Quoted passage >>
§

The New Face of the Community Oncology Practice

July/August 2010, Vol 1, No 3

Community oncologists are facing big changes to the way they have traditionally practiced, and they would be wise to accept, adapt, and move on, speakers said at a session at the 2010 ASCO annual meeting titled “The Challenge of Financial Survival.”

Economic pressures are essentially killing many community practices, according to Elaine L. Towle, CMPE, director of oncology services at Oncology Metrics, a division of Altos Solutions, Los Altos, CA, who drew on data from the National Practice Benchmark, an annual survey of nearly 200 US practices that her company conducts.

“Total collected revenue in these practices increased 6% from 2007 to 2008, and at first glance this is good news. However, total practice expense increased 16% over the same period, resulting in fewer dollars available to support practice operations,” Ms Towle said. “When oncology practice expenses rise more rapidly than revenue, the result is lower physician incomes.”

§

Record excerpts >>
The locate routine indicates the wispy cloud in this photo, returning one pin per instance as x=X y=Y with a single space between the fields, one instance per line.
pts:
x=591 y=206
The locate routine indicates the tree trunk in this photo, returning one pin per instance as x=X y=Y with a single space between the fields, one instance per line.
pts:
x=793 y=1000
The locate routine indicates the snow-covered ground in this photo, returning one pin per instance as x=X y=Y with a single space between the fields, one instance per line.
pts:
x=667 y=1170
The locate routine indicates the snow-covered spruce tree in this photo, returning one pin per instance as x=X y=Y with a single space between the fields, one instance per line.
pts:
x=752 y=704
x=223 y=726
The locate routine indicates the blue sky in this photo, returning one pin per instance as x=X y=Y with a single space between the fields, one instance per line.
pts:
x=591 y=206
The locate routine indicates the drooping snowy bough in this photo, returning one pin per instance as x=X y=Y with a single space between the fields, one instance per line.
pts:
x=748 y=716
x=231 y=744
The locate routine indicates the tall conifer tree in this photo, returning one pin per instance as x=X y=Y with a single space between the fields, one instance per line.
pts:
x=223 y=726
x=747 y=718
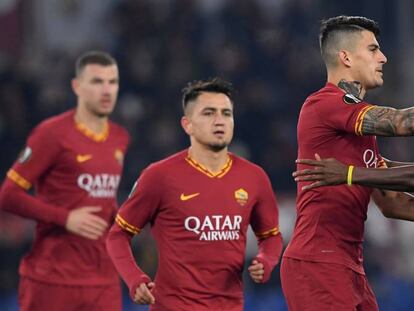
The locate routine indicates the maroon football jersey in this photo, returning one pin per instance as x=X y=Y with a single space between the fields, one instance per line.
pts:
x=70 y=167
x=330 y=220
x=199 y=221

§

How to complete this task >>
Answer these questions from the article on community oncology practice:
1. What was the title of the session where the speakers spoke?
2. About how many US practices does the National Practice Benchmark survey each year?
3. By what percentage did total practice expense increase from 2007 to 2008?

Written response >>
1. "The Challenge of Financial Survival"
2. Nearly 200
3. 16%